- Document extract
Malcolm wrote: ↑
Thu Aug 16, 2018 10:27 pm
Queequeg wrote: ↑
Thu Aug 16, 2018 9:34 pm
Malcolm wrote: ↑
Thu Aug 16, 2018 6:25 pm
Depends on which Indian Buddhist view we are discussing. There is for example, Karana-hetu, the principle that all phenomena are causes of all other phenomena apart from themselves.
This still does not make rocks capable of buddhahood. Nor does it make a mind a function of a rock. Your thesis amounts to saying that since there is a container universe and inhabitants, their mutual dependence means that the awakening of the latter necessitates the awakening of the former, even though it is conventionally insentient. But this also bears the consequence that buddhas can become sentient beings just as sentient beings can become buddhas. This is very terrible consequence.
I'm not familiar with Karana-hetu, but all phenomena are indeed causes of all others, in a way.
Not in a way, directly.
We are emphasizing different things. It is correct to say, "in a way" in the context of Tiantai thought because dependent origination is not the whole story, except, in a way, from a particular vantage point. Like light being particles, absolutely, in a way, but also being waves, absolutely, in a way.
I know its easy to just fall back on what you know, but you're treading on ground that you clearly are not familiar with. Come out a little bit and try to understand, give ear.
The problem is not buddhas in hell realms, the problem is buddhas experiencing the suffering of hell realms, or any other realm, for that matter.
The Buddha was born. Possibly caesarean. But in any event, it wasn't the myth where Maya grasped a branch while Gotama just miraculously emerged from her side. He also didn't take 7 steps and declare he was the greatest being. He was a helpless infant, like all of us at birth. The Buddha died of what sounds like food poisoning. It was miraculous enough that he lived to 80 at that time.
If you chose to believe those myths about his birth and death literally, the fabrics of our realities probably don't match up.
What is suffering? We are told from the perspective of an awakened one, it is unarisen. Its a a mistaken apprehension. That doesn't mean one floats through life as though in a protective halo.

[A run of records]

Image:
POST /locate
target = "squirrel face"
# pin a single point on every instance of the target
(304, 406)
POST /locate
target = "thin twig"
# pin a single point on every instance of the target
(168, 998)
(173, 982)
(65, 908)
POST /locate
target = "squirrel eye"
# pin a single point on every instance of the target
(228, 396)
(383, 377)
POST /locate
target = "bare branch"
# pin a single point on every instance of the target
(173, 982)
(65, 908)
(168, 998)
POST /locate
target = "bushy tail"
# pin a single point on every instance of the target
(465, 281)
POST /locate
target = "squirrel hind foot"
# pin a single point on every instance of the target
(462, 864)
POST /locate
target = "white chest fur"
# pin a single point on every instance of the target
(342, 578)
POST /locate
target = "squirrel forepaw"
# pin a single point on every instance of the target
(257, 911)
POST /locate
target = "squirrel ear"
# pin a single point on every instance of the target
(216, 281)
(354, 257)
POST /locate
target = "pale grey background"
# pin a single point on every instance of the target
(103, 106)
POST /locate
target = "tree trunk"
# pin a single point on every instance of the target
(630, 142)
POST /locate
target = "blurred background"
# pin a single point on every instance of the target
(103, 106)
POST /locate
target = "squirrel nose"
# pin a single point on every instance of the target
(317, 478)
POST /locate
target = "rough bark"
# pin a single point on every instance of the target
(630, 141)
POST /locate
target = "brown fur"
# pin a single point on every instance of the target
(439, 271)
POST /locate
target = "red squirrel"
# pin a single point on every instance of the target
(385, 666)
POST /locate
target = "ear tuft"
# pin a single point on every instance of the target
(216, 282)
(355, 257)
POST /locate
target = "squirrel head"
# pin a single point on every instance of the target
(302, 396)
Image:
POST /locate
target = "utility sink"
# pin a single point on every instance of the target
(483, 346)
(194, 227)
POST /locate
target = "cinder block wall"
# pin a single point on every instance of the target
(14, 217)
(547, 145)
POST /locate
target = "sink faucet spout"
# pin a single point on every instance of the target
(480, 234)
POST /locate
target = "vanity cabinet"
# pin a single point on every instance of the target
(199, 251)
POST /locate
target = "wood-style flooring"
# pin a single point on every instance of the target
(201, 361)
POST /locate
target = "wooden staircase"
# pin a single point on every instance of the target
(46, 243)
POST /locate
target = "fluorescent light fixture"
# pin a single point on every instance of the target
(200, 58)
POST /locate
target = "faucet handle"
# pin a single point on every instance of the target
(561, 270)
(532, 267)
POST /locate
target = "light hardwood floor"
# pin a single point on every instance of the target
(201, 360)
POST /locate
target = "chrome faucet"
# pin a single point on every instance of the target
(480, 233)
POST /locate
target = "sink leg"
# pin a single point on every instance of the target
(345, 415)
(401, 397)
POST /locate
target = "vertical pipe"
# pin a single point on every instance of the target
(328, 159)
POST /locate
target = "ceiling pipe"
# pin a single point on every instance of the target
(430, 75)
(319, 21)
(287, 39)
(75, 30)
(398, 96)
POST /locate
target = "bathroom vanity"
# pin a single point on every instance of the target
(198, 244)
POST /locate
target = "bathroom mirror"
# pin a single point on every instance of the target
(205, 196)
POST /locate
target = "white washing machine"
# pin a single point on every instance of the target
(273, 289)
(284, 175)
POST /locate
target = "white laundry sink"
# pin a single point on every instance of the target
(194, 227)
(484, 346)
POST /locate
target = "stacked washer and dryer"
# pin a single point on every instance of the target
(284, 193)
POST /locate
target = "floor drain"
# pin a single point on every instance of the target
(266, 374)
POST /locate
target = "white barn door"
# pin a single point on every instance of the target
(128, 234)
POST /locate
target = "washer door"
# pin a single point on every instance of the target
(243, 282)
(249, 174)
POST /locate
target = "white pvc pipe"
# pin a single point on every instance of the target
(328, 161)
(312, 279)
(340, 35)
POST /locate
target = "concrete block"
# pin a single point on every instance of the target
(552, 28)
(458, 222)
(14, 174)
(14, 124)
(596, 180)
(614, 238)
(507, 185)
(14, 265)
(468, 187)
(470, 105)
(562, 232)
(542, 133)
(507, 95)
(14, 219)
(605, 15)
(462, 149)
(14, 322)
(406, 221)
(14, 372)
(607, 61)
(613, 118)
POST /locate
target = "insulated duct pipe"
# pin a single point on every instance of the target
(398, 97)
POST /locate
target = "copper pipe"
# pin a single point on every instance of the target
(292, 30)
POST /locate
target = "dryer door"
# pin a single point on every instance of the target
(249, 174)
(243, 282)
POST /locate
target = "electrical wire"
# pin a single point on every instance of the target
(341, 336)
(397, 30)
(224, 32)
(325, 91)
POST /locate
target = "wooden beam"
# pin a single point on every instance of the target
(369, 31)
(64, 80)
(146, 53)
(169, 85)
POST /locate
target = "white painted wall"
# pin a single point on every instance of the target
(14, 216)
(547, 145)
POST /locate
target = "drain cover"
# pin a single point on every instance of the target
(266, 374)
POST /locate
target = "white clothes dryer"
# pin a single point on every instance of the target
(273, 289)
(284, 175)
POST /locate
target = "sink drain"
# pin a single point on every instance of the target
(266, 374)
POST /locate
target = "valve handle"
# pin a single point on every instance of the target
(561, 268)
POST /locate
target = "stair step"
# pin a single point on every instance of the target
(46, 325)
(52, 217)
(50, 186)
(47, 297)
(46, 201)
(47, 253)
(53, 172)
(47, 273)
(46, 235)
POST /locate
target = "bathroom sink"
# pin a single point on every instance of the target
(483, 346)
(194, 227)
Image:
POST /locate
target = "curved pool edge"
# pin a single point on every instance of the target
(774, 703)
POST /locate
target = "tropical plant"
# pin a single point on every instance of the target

- Set tasks
- 1) According to the Buddhist forum thread, what does the Buddha's death sound like it was caused by?
- 2) Carry the Buddhist forum thread on from its final line.

- Answers
- 1) Food poisoning.

- 2)
The Buddha appears in the Saha world and toils just like the rest of us. The difference is in how it is experienced. We see the toil as an unmitigated, unending cycle of futility, and the stench sticks to us. The Buddha is in the same exact circumstance and sees the Buddhafield, full of humans and devas. Because the Buddha sees the way it really is, there is no stench, let alone sticking to him.
All those stories about Pure Lands... ways to help people who can't unsee the futility of this world to conceive of purity and bliss without being forced to reconcile the real pain and suffering they've endured. Not now, at least. Maybe when they've gained confidence in the principle of purity and bliss, they can.
The point of Trees and Rocks having Buddhanature is to locate the struggle for enlightenment, here and now, in this moment. Its not some attempt to reify a notion of trees and rocks having some sort of consciousness similar to sentients. What most people think of as mind is not what is meant in advanced teachings, anyway. They mistake the six consciousnesses for Mind. They take their mistaken notion of self and apply it to everything around them, rather than striving up to understand what the sages are actually saying.
But you know all this, don't you?
What this really gets to is the kinds of teachings that appear in the Vimalakirti and Lotus Sutras that I quoted above - This Saha World is a Buddhaland, and the Saha World includes all the beings, along with the environments from which they cannot be separated, including this darn rock that we can't agree has Buddhanature or not.
Actually, this doctrine, that insentient beings possess buddhanature, is not in Zhi Yi's writings. See Swanson, CSQI, vol. 1, pg. 58. He states that Zhi Yi really treads lightly around the tathagātagarbha theory.
Indeed, its Zhanran, Keikei Daishi. His interpretation of Zhiyi, Tendai Daishi is considered definitive.
Despite Zhanran's denial of the ultimacy of the Nirvana Sutra's explicit identification of Buddhanature exclusively with sentient beings, there are other aspects of the Nirvana Sutra that inform this.
The Nirvana Sutra actually includes an assertion of True Self - something that goes against pretty much all of the Buddha's teachings. When we consider what is actually meant by True Self, its not so controversial and we see how its an upaya. I think the point that is drawn from that is that all teachings are upaya. When the Buddha utters teachings, he's always addressing some excess, not directly revealing his wisdom. The only direct teaching is reality itself, in which our thoughts are completely integrated. Like Bertram Russel observed that we only think in metaphors, only in abstractions.
The Nirvana also teaches that all true dharmas, non-Buddhist and Buddhist, are Buddhadharma.
The point is that any dharma when fully contemplated ends in awakening. How is that possible? Because all dharmas have the BuddhaNature. If they didn't, contemplating them would not end in awakening.
Again, the point is not rocks being buddhanature. The point is, this thought-moment is the seat of enlightenment.
If it bothers you, leave it alone.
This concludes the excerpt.